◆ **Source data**
━━━

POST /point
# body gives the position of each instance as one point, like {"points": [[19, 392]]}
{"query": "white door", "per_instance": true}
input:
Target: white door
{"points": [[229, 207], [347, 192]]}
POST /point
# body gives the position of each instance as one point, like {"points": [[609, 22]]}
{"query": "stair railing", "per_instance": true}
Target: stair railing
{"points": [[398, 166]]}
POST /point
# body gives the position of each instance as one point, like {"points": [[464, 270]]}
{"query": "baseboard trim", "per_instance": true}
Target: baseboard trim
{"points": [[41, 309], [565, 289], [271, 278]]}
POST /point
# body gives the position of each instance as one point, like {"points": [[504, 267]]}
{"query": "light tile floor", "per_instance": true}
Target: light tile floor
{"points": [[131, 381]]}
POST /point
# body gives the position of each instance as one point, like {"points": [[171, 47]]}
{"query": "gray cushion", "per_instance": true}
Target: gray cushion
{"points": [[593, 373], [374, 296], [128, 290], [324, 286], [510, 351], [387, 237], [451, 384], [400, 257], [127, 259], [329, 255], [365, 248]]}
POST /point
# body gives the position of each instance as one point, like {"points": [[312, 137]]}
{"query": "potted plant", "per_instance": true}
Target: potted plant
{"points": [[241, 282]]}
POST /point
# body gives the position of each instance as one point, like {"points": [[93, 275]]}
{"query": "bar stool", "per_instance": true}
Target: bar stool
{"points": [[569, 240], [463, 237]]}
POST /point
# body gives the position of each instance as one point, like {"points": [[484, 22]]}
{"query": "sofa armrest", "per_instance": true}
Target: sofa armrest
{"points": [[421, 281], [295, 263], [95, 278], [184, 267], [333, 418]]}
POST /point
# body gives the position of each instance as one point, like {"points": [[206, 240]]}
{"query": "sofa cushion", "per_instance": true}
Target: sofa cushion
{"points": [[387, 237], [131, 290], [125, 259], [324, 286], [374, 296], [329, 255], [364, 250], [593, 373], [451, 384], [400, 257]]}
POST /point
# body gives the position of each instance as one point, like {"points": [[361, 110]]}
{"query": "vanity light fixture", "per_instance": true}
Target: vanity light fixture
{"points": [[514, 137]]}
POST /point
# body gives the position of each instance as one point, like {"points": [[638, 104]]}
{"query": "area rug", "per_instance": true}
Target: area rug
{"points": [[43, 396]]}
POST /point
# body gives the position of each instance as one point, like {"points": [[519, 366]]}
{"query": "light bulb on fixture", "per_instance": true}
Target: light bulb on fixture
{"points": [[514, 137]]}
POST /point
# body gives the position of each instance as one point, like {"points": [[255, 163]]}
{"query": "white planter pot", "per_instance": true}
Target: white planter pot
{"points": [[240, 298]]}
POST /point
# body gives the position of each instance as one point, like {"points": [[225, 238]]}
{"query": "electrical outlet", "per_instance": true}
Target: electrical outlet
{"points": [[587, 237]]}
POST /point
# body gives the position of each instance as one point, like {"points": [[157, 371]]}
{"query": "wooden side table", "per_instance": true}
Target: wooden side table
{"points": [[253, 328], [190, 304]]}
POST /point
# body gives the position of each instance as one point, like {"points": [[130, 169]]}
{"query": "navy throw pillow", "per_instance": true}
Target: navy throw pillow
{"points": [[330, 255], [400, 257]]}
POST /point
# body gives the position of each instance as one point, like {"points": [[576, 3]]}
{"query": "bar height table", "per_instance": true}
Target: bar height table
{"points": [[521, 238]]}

━━━

All of the lines above must be returned exactly.

◆ **ANSWER FOR THIS EXERCISE**
POST /point
# body gives the position of each instance as one point, like {"points": [[19, 392]]}
{"query": "white door", "per_instance": true}
input:
Target: white door
{"points": [[229, 207], [347, 192]]}
POST /point
# body gives the position of each instance as one point, like {"points": [[609, 22]]}
{"query": "stair railing", "per_instance": true}
Target: stair railing
{"points": [[398, 166]]}
POST /point
# body gives the position of each instance as one point, like {"points": [[464, 270]]}
{"query": "baseboard trim", "per_instance": true}
Target: baseboard trim
{"points": [[41, 309], [565, 289], [271, 278]]}
POST /point
# body gives the position of each instance as one point, like {"points": [[504, 267]]}
{"query": "light tile floor", "per_instance": true}
Target: light tile floor
{"points": [[131, 381]]}
POST /point
# body gives the position of each instance as one point, like {"points": [[171, 47]]}
{"query": "gray cushion", "per_instance": true}
Target: gray cushion
{"points": [[593, 373], [374, 296], [128, 290], [324, 286], [510, 351], [387, 237], [451, 384], [400, 257], [127, 259], [329, 255], [365, 248]]}
POST /point
# body gives the position of each instance as one point, like {"points": [[312, 137]]}
{"query": "potted plant", "per_instance": true}
Target: potted plant
{"points": [[241, 282]]}
POST /point
# body gives the position of each instance as one point, like {"points": [[93, 275]]}
{"query": "bar stool", "per_instance": true}
Target: bar stool
{"points": [[569, 240], [463, 237]]}
POST /point
# body gives the position of each instance as one point, like {"points": [[484, 22]]}
{"query": "sofa armrest", "per_instance": true}
Target: sofa armrest
{"points": [[421, 281], [295, 263], [95, 278], [184, 267], [333, 418]]}
POST /point
# body gives the position of each instance as one point, like {"points": [[206, 240]]}
{"query": "sofa cushion", "per_instance": true}
Target: sofa cushion
{"points": [[387, 237], [131, 290], [125, 259], [324, 286], [374, 296], [329, 255], [364, 250], [593, 373], [451, 384], [400, 257]]}
POST /point
# body gives the position of each instance as one point, like {"points": [[361, 110]]}
{"query": "vanity light fixture", "per_instance": true}
Target: vanity light fixture
{"points": [[514, 137]]}
POST /point
# body gives the position of each instance as one point, like {"points": [[638, 104]]}
{"query": "area rug", "per_instance": true}
Target: area rug
{"points": [[43, 396]]}
POST /point
# body gives the position of each instance as one point, like {"points": [[519, 366]]}
{"query": "light bulb on fixture", "per_instance": true}
Target: light bulb on fixture
{"points": [[514, 137]]}
POST /point
# body gives the position of each instance as one point, like {"points": [[255, 163]]}
{"query": "white planter pot", "per_instance": true}
Target: white planter pot
{"points": [[240, 298]]}
POST /point
# body gives the position of each instance as one point, like {"points": [[225, 238]]}
{"query": "electrical outlet", "per_instance": true}
Target: electrical outlet
{"points": [[587, 237]]}
POST /point
# body gives the position of each instance as one point, like {"points": [[157, 371]]}
{"query": "wooden side table", "per_instance": true}
Target: wooden side table
{"points": [[253, 328], [190, 304]]}
POST /point
# body gives the position of each instance as one point, like {"points": [[130, 169]]}
{"query": "navy throw pillow", "per_instance": true}
Target: navy throw pillow
{"points": [[330, 255], [400, 257]]}
POST /point
# body gives the position of each instance as one point, like {"points": [[576, 3]]}
{"query": "bar height table", "per_instance": true}
Target: bar height table
{"points": [[521, 238]]}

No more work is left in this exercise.